## ENTRIES PROVIDED:
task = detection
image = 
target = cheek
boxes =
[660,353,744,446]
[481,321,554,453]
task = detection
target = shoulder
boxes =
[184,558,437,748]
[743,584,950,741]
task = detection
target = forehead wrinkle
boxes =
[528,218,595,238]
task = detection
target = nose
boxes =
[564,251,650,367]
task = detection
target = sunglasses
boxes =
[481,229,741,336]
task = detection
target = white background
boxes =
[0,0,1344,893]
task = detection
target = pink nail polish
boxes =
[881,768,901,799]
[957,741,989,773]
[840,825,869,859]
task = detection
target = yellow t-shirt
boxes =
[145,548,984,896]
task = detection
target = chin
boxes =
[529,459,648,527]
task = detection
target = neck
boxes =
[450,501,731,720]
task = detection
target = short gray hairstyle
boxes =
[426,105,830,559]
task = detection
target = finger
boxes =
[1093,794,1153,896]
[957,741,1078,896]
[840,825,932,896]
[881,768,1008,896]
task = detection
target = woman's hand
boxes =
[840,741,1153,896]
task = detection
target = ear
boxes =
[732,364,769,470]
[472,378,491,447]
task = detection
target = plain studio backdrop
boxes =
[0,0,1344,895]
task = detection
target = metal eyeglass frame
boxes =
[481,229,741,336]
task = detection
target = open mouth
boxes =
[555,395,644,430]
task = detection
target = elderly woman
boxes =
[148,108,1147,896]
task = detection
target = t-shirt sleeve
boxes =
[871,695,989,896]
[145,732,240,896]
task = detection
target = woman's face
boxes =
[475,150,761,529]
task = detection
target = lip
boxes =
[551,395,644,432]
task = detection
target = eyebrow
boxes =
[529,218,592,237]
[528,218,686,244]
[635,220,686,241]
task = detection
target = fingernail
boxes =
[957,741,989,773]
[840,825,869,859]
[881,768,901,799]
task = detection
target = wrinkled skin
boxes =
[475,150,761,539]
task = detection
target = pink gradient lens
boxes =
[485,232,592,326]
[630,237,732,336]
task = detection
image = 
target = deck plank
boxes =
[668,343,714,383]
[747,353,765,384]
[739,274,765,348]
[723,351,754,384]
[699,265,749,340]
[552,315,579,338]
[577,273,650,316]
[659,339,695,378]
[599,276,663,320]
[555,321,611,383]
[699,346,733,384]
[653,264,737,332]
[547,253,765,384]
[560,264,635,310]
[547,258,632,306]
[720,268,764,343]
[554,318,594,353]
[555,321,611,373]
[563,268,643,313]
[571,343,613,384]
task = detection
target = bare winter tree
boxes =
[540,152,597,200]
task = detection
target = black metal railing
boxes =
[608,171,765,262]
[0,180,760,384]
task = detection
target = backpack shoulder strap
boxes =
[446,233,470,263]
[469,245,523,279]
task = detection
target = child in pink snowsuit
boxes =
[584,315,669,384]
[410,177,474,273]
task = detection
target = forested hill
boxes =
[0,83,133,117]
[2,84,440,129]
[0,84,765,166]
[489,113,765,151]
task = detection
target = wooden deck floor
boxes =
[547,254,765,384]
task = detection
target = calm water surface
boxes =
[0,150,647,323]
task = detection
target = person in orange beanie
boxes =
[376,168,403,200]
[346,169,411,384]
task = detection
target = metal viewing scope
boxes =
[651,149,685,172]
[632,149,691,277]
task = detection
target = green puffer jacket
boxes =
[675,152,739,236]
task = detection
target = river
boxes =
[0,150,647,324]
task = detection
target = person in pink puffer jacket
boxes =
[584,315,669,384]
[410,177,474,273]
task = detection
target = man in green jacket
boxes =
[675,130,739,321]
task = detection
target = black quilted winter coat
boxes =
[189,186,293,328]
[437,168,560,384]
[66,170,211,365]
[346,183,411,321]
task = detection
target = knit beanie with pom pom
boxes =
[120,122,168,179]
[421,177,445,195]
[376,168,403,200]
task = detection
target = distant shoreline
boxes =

## STATED GOAL:
Each line above must be reproduced exactly as it stands.

## EXERCISE SOLUTION:
task = detection
image = 
target = cheek
boxes =
[660,353,744,446]
[481,321,554,453]
task = detection
target = shoulder
boxes =
[184,558,437,748]
[743,584,950,741]
task = detection
target = forehead wrinkle
boxes =
[528,218,595,238]
task = detection
target = nose
boxes =
[564,251,650,367]
task = detection
target = sunglasses
boxes =
[481,229,741,336]
task = detection
target = white background
boxes =
[0,0,1344,893]
task = detection
target = pink nail polish
boxes =
[881,768,901,799]
[957,741,989,773]
[840,825,869,859]
task = detection
target = yellow t-shirt
boxes =
[145,548,984,896]
task = detection
target = chin
boxes =
[529,459,648,527]
task = detection
target = neck
boxes =
[450,501,731,720]
task = detection
target = short gray hairstyle
boxes =
[426,105,830,559]
task = detection
target = finger
boxes =
[1093,794,1153,896]
[957,741,1078,896]
[840,825,932,896]
[881,768,1008,896]
task = detection
target = woman's hand
boxes =
[840,741,1153,896]
task = detection
target = ear
boxes =
[732,364,769,470]
[472,378,491,447]
task = detection
target = plain studio backdrop
boxes =
[0,0,1344,895]
task = detection
target = metal eyeglass frame
boxes =
[481,229,741,336]
task = detection
target = open mouth
boxes =
[555,395,644,430]
task = detection
target = elderly woman
boxes =
[148,108,1147,896]
task = detection
target = t-shirt sleeve
boxes =
[871,695,989,896]
[145,732,240,896]
task = detection
target = woman's face
boxes =
[475,150,761,529]
task = detection
target = lip
boxes =
[551,395,644,432]
task = detection
target = eyebrow
boxes =
[529,218,592,237]
[528,218,686,244]
[635,220,686,241]
task = detection
target = fingernail
boxes =
[957,741,989,773]
[840,825,869,859]
[881,768,901,799]
task = detection
target = wrinkled skin
boxes =
[475,150,761,539]
task = detection
target = pink gradient lens
boxes =
[485,232,592,326]
[630,237,732,336]
task = detection
image = 
target = deck plank
boxes =
[668,343,714,383]
[747,353,765,384]
[739,274,765,348]
[723,351,754,384]
[699,265,749,340]
[552,315,579,338]
[577,273,650,316]
[659,339,695,378]
[599,276,663,320]
[555,321,611,383]
[699,346,733,384]
[653,264,737,332]
[547,253,765,384]
[560,264,635,310]
[547,258,632,306]
[720,268,764,343]
[554,318,594,353]
[555,321,611,373]
[563,268,643,313]
[571,343,613,384]
task = detection
target = bare winter tree
boxes =
[540,152,597,200]
task = detection
target = black metal railing
boxes =
[608,171,765,262]
[0,180,760,384]
task = detection
target = backpack shoulder strap
boxes =
[446,233,470,263]
[469,245,523,279]
task = detection
target = child in pink snowsuit
boxes =
[584,315,669,384]
[410,177,474,273]
task = detection
target = forested hill
boxes =
[0,83,133,117]
[2,84,440,129]
[0,84,765,166]
[489,113,765,151]
task = detection
target = wooden deck floor
boxes =
[547,254,765,384]
task = detection
target = calm water surface
boxes =
[0,150,647,323]
task = detection
target = person in orange beanie
boxes =
[376,168,403,200]
[346,169,411,384]
task = detection
target = metal viewing scope
boxes =
[651,149,685,172]
[632,149,691,277]
task = detection
target = green puffer jacket
boxes =
[675,152,739,236]
task = detection
target = river
boxes =
[0,150,647,324]
task = detection
target = person in pink puffer jacket
boxes =
[584,315,669,384]
[410,177,474,273]
task = detection
target = man in green jacket
boxes =
[675,130,739,321]
task = detection
target = black quilted winter coat
boxes =
[189,186,293,328]
[437,168,560,384]
[66,170,211,365]
[346,183,411,321]
task = detection
target = knit beanie with pom pom
boxes =
[120,122,168,179]
[421,177,445,195]
[376,168,403,200]
task = detection
target = distant shoreline
boxes =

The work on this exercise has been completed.